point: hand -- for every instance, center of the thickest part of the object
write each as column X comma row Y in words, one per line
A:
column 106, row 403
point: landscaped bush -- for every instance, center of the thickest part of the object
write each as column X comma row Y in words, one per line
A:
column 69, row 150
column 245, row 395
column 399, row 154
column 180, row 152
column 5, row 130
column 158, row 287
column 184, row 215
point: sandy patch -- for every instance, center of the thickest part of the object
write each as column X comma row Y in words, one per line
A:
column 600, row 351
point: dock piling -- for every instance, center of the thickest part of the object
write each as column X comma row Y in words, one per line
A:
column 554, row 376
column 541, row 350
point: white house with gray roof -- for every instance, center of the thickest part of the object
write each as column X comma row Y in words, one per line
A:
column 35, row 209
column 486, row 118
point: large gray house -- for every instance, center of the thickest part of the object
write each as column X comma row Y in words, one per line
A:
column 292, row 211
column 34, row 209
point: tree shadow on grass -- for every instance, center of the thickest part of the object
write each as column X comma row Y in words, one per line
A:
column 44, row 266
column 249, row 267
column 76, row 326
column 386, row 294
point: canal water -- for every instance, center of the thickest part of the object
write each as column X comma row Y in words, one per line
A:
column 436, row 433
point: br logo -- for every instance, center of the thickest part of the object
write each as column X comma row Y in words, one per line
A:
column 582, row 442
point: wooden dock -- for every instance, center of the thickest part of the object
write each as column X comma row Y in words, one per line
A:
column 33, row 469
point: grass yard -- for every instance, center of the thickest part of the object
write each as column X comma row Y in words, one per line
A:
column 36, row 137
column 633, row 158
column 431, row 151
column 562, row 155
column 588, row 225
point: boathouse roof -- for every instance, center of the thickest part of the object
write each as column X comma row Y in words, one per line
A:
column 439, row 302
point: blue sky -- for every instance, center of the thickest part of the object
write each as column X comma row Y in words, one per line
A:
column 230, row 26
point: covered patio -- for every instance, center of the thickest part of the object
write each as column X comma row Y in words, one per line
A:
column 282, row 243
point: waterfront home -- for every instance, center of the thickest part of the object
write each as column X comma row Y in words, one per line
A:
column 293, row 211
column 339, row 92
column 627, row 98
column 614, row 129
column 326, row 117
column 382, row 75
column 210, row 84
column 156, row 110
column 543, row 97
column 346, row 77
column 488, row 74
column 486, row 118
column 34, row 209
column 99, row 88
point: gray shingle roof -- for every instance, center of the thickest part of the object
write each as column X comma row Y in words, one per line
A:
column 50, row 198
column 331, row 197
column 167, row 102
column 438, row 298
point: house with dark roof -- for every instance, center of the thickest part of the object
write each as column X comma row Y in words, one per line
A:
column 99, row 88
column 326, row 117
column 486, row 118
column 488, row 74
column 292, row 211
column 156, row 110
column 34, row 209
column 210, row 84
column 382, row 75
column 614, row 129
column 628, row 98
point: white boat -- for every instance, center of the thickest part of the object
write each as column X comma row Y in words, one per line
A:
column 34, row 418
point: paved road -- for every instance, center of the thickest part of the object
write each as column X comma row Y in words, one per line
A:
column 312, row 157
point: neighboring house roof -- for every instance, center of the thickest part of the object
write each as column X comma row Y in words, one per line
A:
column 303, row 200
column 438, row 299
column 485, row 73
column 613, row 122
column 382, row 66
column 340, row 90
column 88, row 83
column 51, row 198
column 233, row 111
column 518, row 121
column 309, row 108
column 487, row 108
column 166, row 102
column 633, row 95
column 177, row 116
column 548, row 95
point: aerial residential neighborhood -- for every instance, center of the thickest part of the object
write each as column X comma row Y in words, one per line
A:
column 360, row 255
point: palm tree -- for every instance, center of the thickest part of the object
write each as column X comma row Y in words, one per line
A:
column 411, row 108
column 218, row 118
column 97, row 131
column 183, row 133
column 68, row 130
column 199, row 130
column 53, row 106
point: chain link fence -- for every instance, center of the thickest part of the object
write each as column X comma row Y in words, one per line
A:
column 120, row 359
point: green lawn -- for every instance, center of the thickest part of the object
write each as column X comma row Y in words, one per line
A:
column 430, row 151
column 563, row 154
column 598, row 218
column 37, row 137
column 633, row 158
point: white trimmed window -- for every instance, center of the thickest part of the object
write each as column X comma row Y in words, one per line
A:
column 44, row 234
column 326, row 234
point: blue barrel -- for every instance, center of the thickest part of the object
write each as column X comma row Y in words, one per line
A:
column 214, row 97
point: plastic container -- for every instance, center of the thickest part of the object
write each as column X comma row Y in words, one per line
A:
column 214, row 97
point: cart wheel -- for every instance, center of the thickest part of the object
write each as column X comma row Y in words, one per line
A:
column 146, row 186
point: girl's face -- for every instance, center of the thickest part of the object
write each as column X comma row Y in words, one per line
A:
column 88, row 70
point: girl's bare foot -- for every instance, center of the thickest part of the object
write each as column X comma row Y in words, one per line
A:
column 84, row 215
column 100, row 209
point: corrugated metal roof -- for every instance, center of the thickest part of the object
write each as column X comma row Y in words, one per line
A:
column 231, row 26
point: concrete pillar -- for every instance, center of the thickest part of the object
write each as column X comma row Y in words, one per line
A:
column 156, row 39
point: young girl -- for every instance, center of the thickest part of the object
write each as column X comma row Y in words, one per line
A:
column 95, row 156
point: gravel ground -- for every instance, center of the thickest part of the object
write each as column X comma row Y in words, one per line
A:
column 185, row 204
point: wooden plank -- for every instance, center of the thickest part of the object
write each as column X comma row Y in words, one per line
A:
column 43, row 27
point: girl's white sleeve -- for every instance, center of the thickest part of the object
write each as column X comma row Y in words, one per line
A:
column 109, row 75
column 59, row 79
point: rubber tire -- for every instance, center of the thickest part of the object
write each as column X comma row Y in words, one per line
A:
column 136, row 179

■ ■ ■ ■

• **DIRECTION**
Copy out the lines of the material again word for word, starting at the line that contains "point: girl's bare" and ending at the line that contains "column 100, row 209", both included.

• **EXPECTED OUTPUT**
point: girl's bare foot -- for every instance, center of the thickest part of the object
write each as column X comma row Y in words, one per line
A:
column 84, row 215
column 100, row 209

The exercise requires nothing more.